* [To do]: Update the passage on writing and devotion below, from "I know that it" to "time on it.", inclusive, and give it back with "phone addiction" changed to "screen addiction".

If I don’t want to promote my art as if it’s an as seen on T.V. kitchen gadget, what am I to do? If I admit defeat, and run back to the work force, I lose the free time to create much art at all. This is the skill issue that I fall on, my sword that impales the creative spirit inside me. I know that this is my fault, and my fault alone. I want to live in an artists bubble where I sit and drink tea and write about my miserable worldly woes and hope they speak to people. I want to be remembered for my words, and have people love them.
I know that it comes with time. Everything comes with time. And I need to embrace time outside of my escapist phone addiction to create. But then I can’t get my words out there for people to love if I do not spend time on it.
So, I am in a season of life where I am turning my desire into devotion which in turn becomes self discipline, as it is mixed with want. I am a writer because I am writing, not because I want to be one, because it sounds nice, because it sounds romantic. I have ideas that I want to share, and I have a love for prose, rhythm, language, lyrical musings. I write because I was born with the ability to do.
If there is a childhood bully that has hindered my creative spirit, it is the internet. The internet and the way that it manipulates my mind with its addictive qualities and turns me into someone who has to fight her attention span in order to fulfill an incredible reachable and achievable dream. I can live my dream life, if only I am able to devote myself entirely to it. I have begun training my brain to find what I see online boring, and slowly devaluing.

* [Extracted information]:
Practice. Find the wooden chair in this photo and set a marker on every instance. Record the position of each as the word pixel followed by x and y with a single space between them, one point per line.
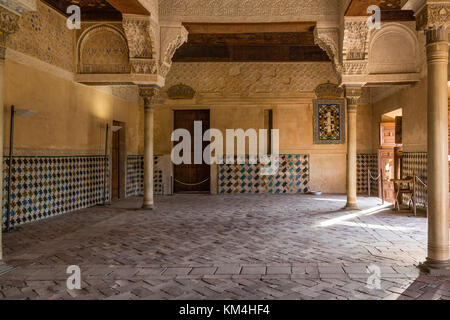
pixel 406 186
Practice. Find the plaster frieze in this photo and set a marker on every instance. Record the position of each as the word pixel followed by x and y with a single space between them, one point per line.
pixel 356 37
pixel 9 24
pixel 250 79
pixel 328 40
pixel 141 43
pixel 248 10
pixel 150 95
pixel 19 6
pixel 353 95
pixel 138 32
pixel 434 15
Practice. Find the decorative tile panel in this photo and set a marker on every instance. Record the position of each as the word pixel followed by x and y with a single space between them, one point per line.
pixel 292 177
pixel 135 176
pixel 329 121
pixel 42 187
pixel 416 164
pixel 364 163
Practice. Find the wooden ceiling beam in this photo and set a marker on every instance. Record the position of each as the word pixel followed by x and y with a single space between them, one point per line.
pixel 129 7
pixel 239 28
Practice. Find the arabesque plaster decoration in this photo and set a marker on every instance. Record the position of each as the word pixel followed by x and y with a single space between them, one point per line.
pixel 250 78
pixel 103 49
pixel 43 34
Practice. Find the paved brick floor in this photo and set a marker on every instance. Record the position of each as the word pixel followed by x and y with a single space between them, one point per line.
pixel 223 247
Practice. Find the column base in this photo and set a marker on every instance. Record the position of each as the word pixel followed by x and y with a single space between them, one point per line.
pixel 4 268
pixel 148 207
pixel 351 206
pixel 435 268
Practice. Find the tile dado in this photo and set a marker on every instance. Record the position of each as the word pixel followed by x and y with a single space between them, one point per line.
pixel 293 177
pixel 364 163
pixel 416 164
pixel 135 176
pixel 42 187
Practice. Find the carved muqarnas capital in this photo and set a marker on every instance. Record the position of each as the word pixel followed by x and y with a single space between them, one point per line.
pixel 144 66
pixel 353 95
pixel 328 40
pixel 9 24
pixel 173 39
pixel 434 16
pixel 356 36
pixel 328 91
pixel 139 35
pixel 150 95
pixel 180 91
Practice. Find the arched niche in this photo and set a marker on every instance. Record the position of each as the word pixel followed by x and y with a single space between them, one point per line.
pixel 103 49
pixel 393 49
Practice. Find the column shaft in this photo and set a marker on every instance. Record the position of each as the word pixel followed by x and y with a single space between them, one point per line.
pixel 351 158
pixel 150 96
pixel 438 230
pixel 2 111
pixel 148 158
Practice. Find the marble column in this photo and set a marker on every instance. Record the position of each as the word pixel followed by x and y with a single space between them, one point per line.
pixel 437 113
pixel 8 26
pixel 150 95
pixel 352 94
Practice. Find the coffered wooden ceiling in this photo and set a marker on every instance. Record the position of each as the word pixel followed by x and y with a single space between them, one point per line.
pixel 271 42
pixel 391 10
pixel 110 10
pixel 359 7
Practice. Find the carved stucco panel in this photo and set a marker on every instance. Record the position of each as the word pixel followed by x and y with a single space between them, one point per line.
pixel 171 39
pixel 43 34
pixel 262 10
pixel 249 78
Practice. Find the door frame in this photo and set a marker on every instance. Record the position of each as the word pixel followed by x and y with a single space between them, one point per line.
pixel 122 159
pixel 213 169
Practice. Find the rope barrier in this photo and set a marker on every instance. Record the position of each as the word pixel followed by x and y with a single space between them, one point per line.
pixel 423 183
pixel 191 184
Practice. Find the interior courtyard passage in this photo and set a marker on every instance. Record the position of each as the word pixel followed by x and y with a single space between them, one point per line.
pixel 224 247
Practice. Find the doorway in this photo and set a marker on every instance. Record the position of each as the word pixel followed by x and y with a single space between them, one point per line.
pixel 118 158
pixel 389 154
pixel 192 178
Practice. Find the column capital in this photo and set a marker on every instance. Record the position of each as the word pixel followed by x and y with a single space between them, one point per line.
pixel 150 94
pixel 433 15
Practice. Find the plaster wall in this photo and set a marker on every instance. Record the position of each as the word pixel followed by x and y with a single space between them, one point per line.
pixel 71 118
pixel 413 101
pixel 327 162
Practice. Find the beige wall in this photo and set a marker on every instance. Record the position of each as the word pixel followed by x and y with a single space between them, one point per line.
pixel 296 134
pixel 71 118
pixel 413 101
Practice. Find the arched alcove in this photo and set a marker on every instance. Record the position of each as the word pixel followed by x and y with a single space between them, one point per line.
pixel 103 49
pixel 393 49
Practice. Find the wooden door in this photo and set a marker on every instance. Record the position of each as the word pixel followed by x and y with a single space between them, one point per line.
pixel 387 167
pixel 115 163
pixel 387 134
pixel 192 177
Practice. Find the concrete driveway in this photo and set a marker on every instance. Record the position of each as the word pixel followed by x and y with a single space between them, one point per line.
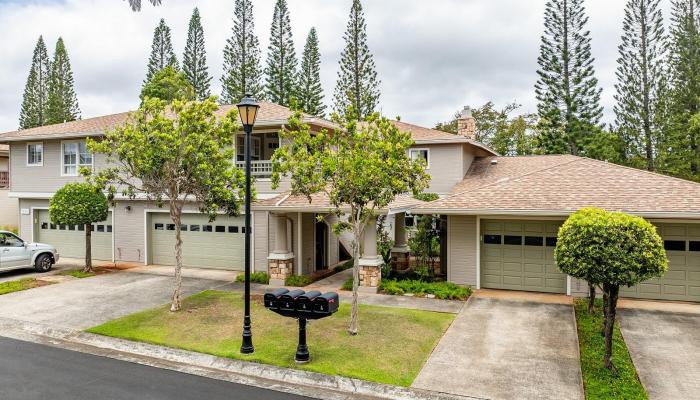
pixel 665 349
pixel 507 349
pixel 83 303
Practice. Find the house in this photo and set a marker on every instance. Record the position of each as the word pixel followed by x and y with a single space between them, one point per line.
pixel 9 212
pixel 501 213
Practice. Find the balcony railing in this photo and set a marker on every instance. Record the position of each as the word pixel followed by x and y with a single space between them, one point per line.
pixel 258 168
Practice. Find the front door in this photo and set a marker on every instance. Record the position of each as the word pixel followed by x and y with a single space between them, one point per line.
pixel 13 253
pixel 321 245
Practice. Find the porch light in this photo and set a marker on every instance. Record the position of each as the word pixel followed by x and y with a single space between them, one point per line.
pixel 248 110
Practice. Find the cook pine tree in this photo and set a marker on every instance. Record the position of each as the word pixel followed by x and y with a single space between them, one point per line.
pixel 162 54
pixel 36 92
pixel 194 59
pixel 242 72
pixel 309 89
pixel 567 90
pixel 681 153
pixel 357 88
pixel 641 82
pixel 281 70
pixel 62 100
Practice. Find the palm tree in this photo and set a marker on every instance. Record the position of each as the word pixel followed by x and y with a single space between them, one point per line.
pixel 136 4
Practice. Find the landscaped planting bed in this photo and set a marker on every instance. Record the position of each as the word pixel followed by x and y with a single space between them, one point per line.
pixel 391 347
pixel 599 383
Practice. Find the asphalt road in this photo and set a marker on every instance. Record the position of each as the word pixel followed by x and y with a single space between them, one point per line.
pixel 31 371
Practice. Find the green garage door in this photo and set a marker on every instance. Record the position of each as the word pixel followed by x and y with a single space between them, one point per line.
pixel 682 280
pixel 217 244
pixel 69 240
pixel 519 255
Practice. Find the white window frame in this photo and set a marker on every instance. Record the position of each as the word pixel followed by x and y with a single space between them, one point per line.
pixel 77 158
pixel 419 149
pixel 40 164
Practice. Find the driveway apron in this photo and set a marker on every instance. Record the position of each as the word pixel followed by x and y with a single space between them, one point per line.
pixel 665 349
pixel 507 349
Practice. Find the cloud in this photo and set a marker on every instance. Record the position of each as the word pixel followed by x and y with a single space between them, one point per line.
pixel 432 57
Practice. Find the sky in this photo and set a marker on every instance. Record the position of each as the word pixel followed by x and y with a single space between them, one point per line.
pixel 432 57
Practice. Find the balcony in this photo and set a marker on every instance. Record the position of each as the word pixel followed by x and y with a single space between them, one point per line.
pixel 257 168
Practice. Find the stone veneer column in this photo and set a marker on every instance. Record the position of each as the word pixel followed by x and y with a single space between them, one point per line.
pixel 281 260
pixel 400 252
pixel 370 262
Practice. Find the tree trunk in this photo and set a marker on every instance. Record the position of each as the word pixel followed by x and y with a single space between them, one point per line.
pixel 88 248
pixel 176 216
pixel 591 298
pixel 354 323
pixel 613 291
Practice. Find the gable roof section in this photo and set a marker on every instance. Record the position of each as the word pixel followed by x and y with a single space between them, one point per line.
pixel 270 114
pixel 560 187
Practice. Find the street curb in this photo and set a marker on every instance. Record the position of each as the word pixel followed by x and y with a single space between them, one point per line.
pixel 287 380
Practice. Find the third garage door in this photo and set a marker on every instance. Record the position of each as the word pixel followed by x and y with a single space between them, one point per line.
pixel 217 244
pixel 519 255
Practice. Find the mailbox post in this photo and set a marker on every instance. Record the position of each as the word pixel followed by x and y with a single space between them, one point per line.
pixel 303 306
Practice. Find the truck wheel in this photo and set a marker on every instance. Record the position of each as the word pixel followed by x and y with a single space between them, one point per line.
pixel 43 263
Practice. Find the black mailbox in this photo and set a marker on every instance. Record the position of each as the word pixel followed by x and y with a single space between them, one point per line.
pixel 326 303
pixel 305 302
pixel 272 298
pixel 287 301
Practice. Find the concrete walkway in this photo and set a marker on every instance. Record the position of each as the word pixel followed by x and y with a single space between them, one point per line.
pixel 665 347
pixel 507 349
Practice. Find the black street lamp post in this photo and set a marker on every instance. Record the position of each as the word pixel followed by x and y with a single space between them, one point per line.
pixel 248 111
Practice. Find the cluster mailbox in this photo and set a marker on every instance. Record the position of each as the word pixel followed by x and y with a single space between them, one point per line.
pixel 302 306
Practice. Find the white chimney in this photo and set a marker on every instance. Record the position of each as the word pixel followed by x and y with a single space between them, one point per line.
pixel 466 124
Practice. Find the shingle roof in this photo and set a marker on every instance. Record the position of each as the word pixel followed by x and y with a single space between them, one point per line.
pixel 559 185
pixel 269 114
pixel 320 203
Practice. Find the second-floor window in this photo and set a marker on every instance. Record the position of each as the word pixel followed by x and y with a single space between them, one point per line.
pixel 422 154
pixel 75 155
pixel 35 154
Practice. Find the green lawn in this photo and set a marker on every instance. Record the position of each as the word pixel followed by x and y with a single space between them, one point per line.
pixel 391 348
pixel 598 382
pixel 21 284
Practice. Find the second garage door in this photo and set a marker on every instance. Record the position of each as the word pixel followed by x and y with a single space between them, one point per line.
pixel 519 255
pixel 217 244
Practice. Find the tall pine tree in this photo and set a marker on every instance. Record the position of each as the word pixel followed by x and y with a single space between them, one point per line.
pixel 36 91
pixel 357 84
pixel 162 54
pixel 242 73
pixel 310 92
pixel 680 152
pixel 281 71
pixel 194 60
pixel 567 90
pixel 641 82
pixel 63 102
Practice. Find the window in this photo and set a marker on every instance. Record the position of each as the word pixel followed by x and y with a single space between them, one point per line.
pixel 492 239
pixel 423 154
pixel 533 241
pixel 75 155
pixel 35 154
pixel 513 240
pixel 674 245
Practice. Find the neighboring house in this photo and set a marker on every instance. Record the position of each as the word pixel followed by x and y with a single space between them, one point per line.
pixel 9 211
pixel 502 213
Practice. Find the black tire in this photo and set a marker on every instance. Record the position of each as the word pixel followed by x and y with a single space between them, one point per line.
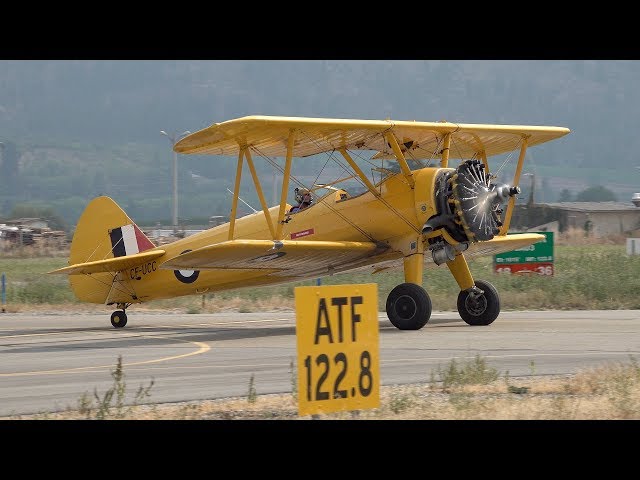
pixel 408 306
pixel 484 309
pixel 118 319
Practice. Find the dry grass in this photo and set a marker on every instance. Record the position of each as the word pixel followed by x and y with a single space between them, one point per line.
pixel 461 391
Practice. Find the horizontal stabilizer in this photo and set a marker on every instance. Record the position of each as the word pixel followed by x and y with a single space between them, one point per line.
pixel 110 264
pixel 293 256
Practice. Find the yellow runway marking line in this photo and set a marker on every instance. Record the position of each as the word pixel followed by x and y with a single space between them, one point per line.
pixel 203 348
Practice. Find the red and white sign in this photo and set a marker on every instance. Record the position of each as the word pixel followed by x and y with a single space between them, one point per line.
pixel 525 268
pixel 303 233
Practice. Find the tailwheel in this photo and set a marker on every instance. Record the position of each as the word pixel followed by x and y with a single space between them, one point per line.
pixel 479 305
pixel 119 319
pixel 408 306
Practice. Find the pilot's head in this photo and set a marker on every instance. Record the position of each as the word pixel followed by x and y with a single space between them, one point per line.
pixel 302 195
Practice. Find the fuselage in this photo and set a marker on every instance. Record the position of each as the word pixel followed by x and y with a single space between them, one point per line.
pixel 394 216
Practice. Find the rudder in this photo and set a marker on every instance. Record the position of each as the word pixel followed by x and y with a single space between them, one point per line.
pixel 103 231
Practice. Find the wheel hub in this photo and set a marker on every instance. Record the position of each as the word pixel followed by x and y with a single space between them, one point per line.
pixel 406 307
pixel 476 306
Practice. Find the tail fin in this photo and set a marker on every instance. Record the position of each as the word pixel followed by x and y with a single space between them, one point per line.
pixel 103 231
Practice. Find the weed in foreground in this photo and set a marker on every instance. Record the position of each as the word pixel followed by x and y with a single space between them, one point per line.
pixel 473 372
pixel 252 395
pixel 112 404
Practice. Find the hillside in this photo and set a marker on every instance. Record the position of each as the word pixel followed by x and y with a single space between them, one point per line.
pixel 71 130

* [Task response]:
I know that it comes with time. Everything comes with time. And I need to embrace time outside of my escapist screen addiction to create. But then I can’t get my words out there for people to love if I do not spend time on it.